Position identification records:
▽

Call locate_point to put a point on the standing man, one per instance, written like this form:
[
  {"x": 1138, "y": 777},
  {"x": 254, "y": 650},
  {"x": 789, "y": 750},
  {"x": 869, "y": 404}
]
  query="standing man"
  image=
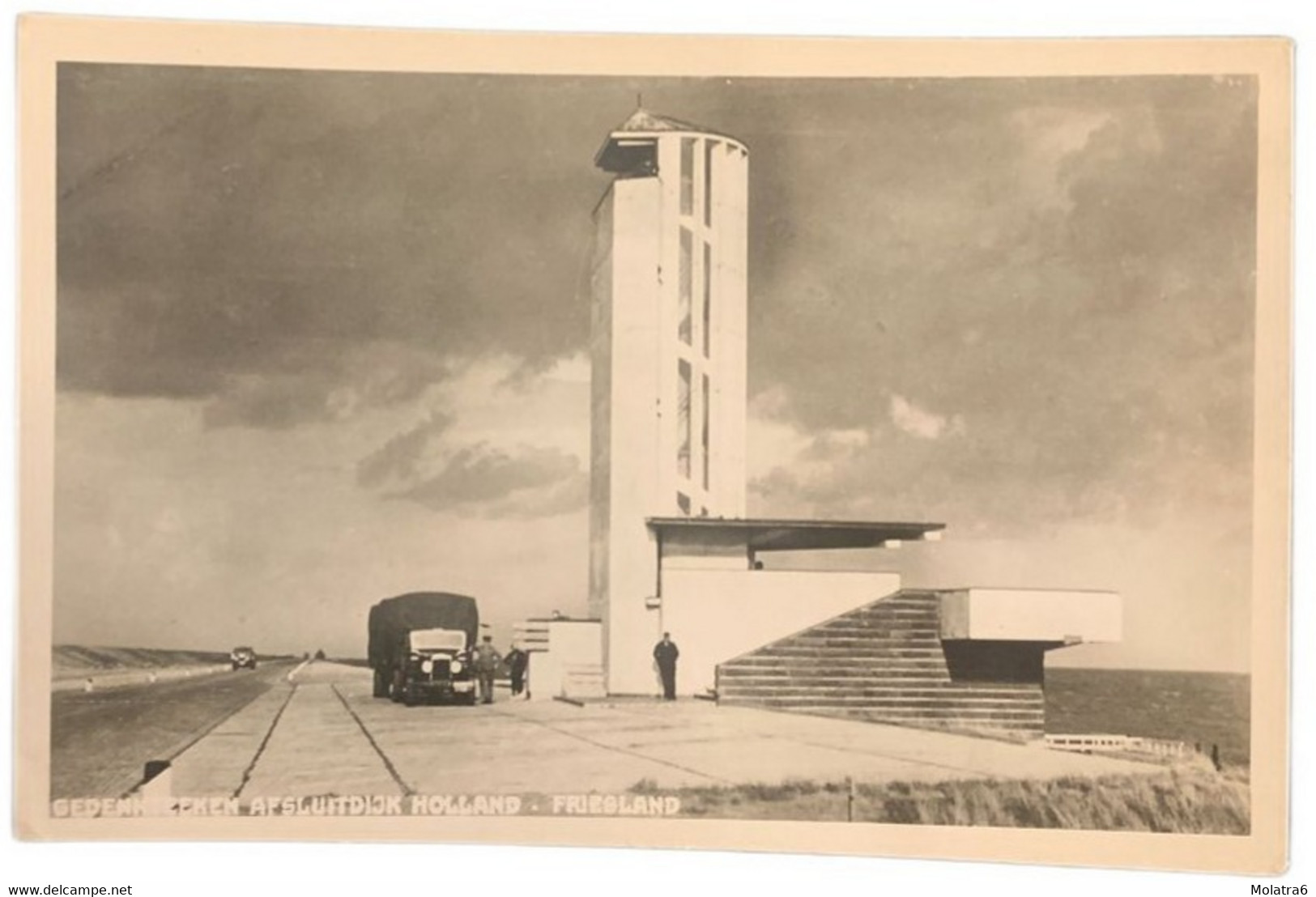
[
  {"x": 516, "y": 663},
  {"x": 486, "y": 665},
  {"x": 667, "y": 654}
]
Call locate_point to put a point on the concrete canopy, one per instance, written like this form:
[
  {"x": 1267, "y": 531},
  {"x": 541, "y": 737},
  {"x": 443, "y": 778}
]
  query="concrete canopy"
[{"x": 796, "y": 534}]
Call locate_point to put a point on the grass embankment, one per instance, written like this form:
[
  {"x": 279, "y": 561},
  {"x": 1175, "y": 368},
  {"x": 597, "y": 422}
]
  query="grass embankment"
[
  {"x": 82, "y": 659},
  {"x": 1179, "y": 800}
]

△
▽

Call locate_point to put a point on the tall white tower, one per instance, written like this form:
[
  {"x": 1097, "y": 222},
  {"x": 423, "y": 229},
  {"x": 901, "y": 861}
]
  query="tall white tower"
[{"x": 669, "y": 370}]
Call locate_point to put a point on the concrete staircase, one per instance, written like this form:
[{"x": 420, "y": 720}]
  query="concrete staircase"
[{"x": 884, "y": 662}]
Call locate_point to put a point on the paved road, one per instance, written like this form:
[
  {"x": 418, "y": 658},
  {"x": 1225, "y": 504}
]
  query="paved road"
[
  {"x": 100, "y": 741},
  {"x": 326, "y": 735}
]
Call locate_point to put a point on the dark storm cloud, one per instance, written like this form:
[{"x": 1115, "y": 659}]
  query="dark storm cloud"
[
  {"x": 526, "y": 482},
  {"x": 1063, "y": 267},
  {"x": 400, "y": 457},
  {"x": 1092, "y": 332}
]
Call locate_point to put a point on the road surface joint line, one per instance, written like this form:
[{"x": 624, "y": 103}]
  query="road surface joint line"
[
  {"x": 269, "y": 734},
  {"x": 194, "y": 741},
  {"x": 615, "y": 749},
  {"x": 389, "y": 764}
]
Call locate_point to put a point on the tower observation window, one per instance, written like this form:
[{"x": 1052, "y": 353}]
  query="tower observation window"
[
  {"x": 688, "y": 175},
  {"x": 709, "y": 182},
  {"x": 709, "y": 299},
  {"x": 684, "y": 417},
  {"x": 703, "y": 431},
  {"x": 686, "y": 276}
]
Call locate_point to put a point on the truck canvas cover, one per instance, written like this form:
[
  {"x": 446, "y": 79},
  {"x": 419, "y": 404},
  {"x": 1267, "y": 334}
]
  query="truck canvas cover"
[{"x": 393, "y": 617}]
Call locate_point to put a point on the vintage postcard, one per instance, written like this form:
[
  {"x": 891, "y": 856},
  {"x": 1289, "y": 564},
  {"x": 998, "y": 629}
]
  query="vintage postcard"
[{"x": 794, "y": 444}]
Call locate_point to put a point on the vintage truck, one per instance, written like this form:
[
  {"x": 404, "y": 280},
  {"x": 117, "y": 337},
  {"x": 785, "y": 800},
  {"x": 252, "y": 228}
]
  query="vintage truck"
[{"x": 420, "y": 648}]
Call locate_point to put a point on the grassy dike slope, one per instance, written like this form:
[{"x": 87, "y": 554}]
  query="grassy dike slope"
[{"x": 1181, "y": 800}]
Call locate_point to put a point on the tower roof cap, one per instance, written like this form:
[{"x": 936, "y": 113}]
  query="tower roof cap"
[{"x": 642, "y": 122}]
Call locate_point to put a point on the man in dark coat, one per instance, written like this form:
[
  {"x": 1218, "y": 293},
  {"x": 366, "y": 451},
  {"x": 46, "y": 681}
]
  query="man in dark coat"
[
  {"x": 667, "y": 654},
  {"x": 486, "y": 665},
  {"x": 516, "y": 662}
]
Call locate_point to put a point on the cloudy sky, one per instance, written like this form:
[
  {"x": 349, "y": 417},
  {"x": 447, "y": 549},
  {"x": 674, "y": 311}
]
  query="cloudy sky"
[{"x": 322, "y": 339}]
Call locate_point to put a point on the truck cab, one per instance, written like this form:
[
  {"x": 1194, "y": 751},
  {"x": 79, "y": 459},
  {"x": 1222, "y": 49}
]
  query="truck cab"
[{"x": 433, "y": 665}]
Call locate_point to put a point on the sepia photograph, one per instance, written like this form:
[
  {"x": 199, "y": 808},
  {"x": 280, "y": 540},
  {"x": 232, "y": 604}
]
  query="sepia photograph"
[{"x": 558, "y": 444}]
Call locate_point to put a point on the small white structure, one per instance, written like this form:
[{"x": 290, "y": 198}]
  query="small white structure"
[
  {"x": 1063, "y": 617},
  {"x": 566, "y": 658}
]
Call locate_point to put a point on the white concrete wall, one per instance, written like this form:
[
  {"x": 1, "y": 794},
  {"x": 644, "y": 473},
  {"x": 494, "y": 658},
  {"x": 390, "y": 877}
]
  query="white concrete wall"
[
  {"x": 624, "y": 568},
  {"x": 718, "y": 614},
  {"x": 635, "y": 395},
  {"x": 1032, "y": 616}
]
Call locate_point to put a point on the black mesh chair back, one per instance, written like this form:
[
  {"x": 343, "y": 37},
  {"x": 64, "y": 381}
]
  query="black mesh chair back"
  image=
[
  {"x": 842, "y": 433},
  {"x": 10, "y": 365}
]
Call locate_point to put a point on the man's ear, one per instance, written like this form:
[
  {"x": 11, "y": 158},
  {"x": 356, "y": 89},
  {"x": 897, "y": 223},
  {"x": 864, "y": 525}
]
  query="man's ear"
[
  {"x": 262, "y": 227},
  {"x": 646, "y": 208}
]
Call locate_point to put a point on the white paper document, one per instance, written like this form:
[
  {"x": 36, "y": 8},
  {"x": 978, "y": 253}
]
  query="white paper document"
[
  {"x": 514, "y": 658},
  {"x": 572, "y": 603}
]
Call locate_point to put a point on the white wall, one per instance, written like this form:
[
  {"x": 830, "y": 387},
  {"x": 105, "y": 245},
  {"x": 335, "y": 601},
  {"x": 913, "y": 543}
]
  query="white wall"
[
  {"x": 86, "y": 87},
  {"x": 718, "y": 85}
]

△

CHALLENGE:
Count how many of the lines above contain the word "postcard". Case counts, so treat uppercase and lowercase letters as distinct. Give the number alone.

RESPONSE FOR THIS EXERCISE:
2